Prior to the start of the month, the survey instrument is programmed and tested in two versions: one for online telephone interviewing (whether inbound or outbound); and the other for self-administration via the web. Data is collected throughout the month using all the available modes that uses one single sample file containing both the records with phone number matched and the unmatched records. The sample file is simultaneously managed regardless of the mode of survey completion. Survey responses, overall progress, progress by geographical areas, and sub-groups of interest are monitored in real time as every mode is captured in the same program and data file.
Between 10 days and four days prior to the start of the month, the sample is matched to external records systems to generate as many mailings as possible addressed to the surname of the household members. The salutation strategy inserts name when available, in addition to including “or Current Resident” on all outgoing mail pieces.
Within each responding household eligible for this study an adult householder familiar with the general travel habits of the given household is asked to participate on behalf of all members of his/her household. While web is encouraged as the preferred mode when appropriate, inbound and outbound telephone are used as alternative means of completing the survey to increase response rates. Both the invitation, as well as outbound and in-bound phone efforts, stresses the importance of selecting a respondent within the household who is at least 18 years of age and is familiar with the general travel habits and travel document needs of all household members. Subsequently, the respondent is asked to provide a complete enumeration of the entire household as well as to respond to questions about the travel needs for both the selected respondent and all eligible household members.
Records in high-incidence Hispanic block groups (defined as blocks that are 75% Hispanic) and those matched with Hispanic surnames are flagged for a bilingual (English/Spanish) invitation letter to be mailed to those addresses, while the remaining invitation letters are English only. The web version of in the instrument is available to all responders in their choice of English or Spanish. Bilingual interviewers are always available to conduct inbound and outbound interviews in either English or Spanish, as preferred by the respondent.
All completed surveys are managed through a unified system and sample file. This ensures that if a respondent completes the survey online or by calling the toll-free number, he or she is not contacted by an outbound dialing interviewer. Returns of invitations determined by the USPS to be Undeliverable as Addressed are expected to be received starting around the seventh day of the month. These records are processed and the sample file updated accordingly. Original invitations that had been name-matched during the sample preparation phase and mailed addressed to that surname’s household but are returned as undeliverable by the USPS are revised and addressed to “Current Resident” in the reminder invitation mailing.

> Supplied data
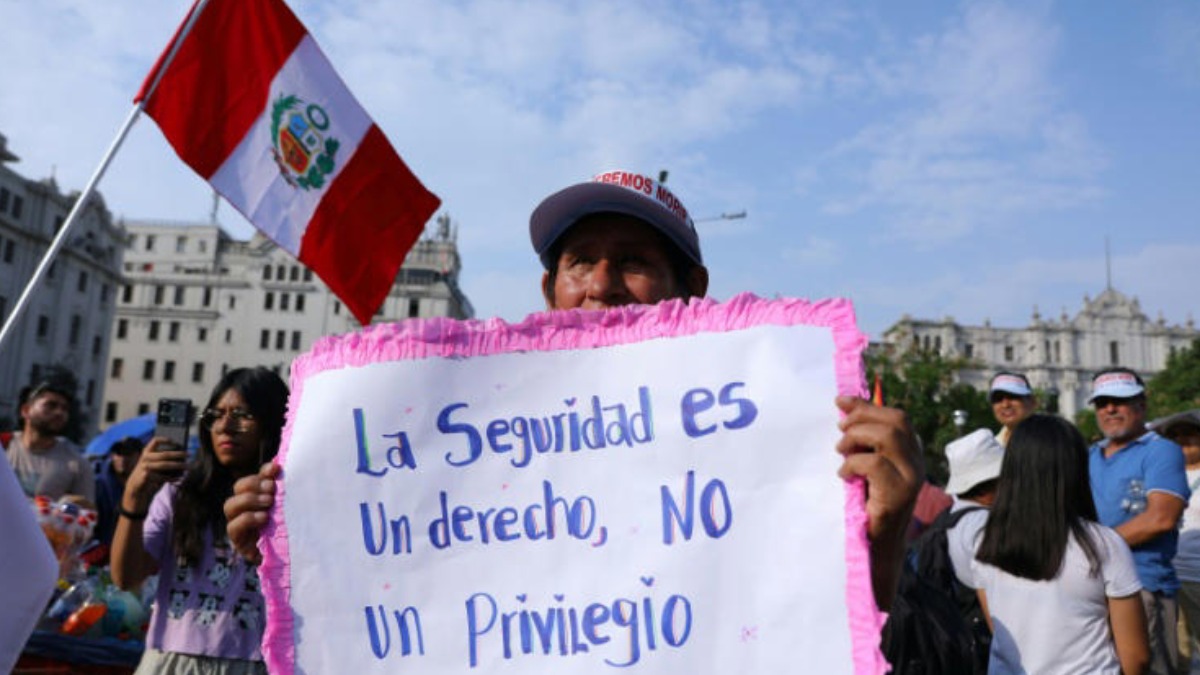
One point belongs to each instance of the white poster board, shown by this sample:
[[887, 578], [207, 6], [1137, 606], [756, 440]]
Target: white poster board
[[655, 493]]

> List of tasks
a: Answer these questions about the survey methodology passage:
(i) In which two versions is the survey instrument programmed and tested before the month begins?
(ii) What share of Hispanic residents defines a high-incidence Hispanic block group?
(iii) Around which day of the month are returns marked Undeliverable as Addressed expected to start arriving?
b: Proceed with the survey methodology passage from its last sentence onward.

> In response
a:
(i) One version for online telephone interviewing (inbound or outbound) and one for self-administration via the web.
(ii) 75% Hispanic.
(iii) Around the seventh day of the month.

b:
General public survey interviewing is usually dialed in the evening between 6:00 p.m. and 9:00 p.m. local time and during weekends. Daytime outbound calls are also conducted as dictated by sample needs and respondent preferences. Experienced daytime interviewers are briefed to handle inbound calls and callbacks. The data collection team keeps its facilities open and available for inbound and outbound calls from 9:00 a.m. to 11:00 p.m. Monday through Friday; 11:00 a.m. to 6:00 p.m. on Saturday, and noon to 10:00 p.m. on Sunday, Eastern Standard time. In addition, a west coast facility remains open to accommodate outbound dialing through 9:00 p.m. local respondent time in Alaska and Hawaii.
All interviewers used for data collection are experienced survey research interviewers with prior training in use of CATI. The training of STR interviewers surpasses industry standards, averaging about 24 hours before starting on any study. Their training includes an overview of survey research, equipment, and quality standards, as well as role-playing and internal survey work. In addition, STR has an interviewer-mentoring program whereby new interviewers are partnered with experienced supervisors and executive interviewers to allow for one-on-one training. Interviews are digitally recorded and reviewed with interviewers as part of the process of becoming high quality, dedicated interviewers.
Degree of accuracy needed for the purpose described in the justification
As mentioned earlier, Passport Services requires quarterly estimates for each of its 25 geographically-based agencies with a margin of error no larger than ±3% at each stratum at the 95% confidence level in addition to monthly national level estimates with a margin of error no larger than +2% at the 95% confidence level. This margin of error applies to sampling errors and not measurement error. In order to meet these requirements, the LMI Team completes about 4,000 surveys per month. The sampling error associated on average for the 25 quarterly agency estimates based on a sample size of approximately 480, including anticipated design effect, is about ±5% at the 95% confidence level. The sampling error associated with the national estimates based on a sample size of 4,000, including anticipated larger design effect, is about +2% at the 95% confidence level.
Unusual problems requiring specialized sampling procedures
Passport Services desires that the survey be representative of all U.S. citizens and U.S. nationals age 16 and older. At this time, there are no anticipated problems requiring specialized sampling procedures. The LMI Team can and will make adjustments as necessary.
Any use of periodic (less frequent than annual) data collection cycles to reduce burden
Passport Services does not anticipate the use of additional periodic data collection cycles.
All practical steps will be taken to maximize response rates to this survey. A sample of such steps includes:
Building Credibility Through Use of an Advance Mailing:
Constructing the survey instrument to be as respondent-friendly as possible
Sponsor identification via signed letters by a Department of State official
Use of Department of State Graphics and color scheme
Reference to website URL’s for study legitimacy validation
Provision of toll-free information line and email address to field respondents’ questions
Call to action to respond by a specific deadline
Notification of on-going efforts to be conducted through the month to reach the selected household
Outbound Calling Effort:
Up to ten attempts rotated through various day times: (early evening, later evening, and weekends)
Day time calls as requested by respondents
Specific call back scheduling
Offering respondents the most convenient mode of data collection
Reminder Attempts:
USPS returned mail are addressed to “Current Resident” for the reminder mailing
Reminder effort reiterates the importance of the study and contain all information in the original mailing in terms of rapport building
Establishment of legitimacy and availability of web and phone information for respondents who may have questions
The data are adjusted to deal with issues of non-response. We describe our approach to survey non-response adjustments and enhancements below.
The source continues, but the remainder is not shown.